— Task statement —
No line before the one containing "of the gray" should appear; that line and all lines after it, through the end of the data, are to be set down exactly.

----------

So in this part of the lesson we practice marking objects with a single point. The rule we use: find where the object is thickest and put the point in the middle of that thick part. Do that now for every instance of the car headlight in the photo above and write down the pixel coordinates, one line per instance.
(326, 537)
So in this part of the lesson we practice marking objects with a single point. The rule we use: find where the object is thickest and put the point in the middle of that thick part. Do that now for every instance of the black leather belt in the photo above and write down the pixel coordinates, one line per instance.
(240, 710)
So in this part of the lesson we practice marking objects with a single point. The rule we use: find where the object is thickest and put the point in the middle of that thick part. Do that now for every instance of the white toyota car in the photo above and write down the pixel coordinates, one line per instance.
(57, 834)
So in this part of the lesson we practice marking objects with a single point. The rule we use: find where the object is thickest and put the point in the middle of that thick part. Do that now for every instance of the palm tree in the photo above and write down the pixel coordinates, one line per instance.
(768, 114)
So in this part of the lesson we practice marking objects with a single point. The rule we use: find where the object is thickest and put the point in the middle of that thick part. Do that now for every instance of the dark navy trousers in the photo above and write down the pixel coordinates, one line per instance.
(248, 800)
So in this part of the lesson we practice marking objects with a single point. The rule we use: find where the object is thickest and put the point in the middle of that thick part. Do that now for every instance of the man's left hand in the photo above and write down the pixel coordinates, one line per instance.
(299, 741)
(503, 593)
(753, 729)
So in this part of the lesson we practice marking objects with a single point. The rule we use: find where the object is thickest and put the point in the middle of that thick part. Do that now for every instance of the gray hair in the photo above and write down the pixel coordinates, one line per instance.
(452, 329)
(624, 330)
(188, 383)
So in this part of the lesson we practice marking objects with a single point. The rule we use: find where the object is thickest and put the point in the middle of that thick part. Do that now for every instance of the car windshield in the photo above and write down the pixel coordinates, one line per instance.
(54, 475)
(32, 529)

----------

— Solved problem —
So in this part of the lesson we practice marking objects with a single point. The rule we use: find where the object is thickest and put the point in the middle of that thick part. Do that now for every instance of the gray hair in the photo above and write down the pixel coordinates, one line per instance.
(452, 329)
(624, 330)
(188, 383)
So in this part of the lesson we practice marking objects with a single point. The rule we use: find where the object is thickest and put the point in the middle of that thick part. Do that now for every instance of the car windshield in the photo above and write down the pixel coordinates, one line per instance.
(54, 475)
(32, 529)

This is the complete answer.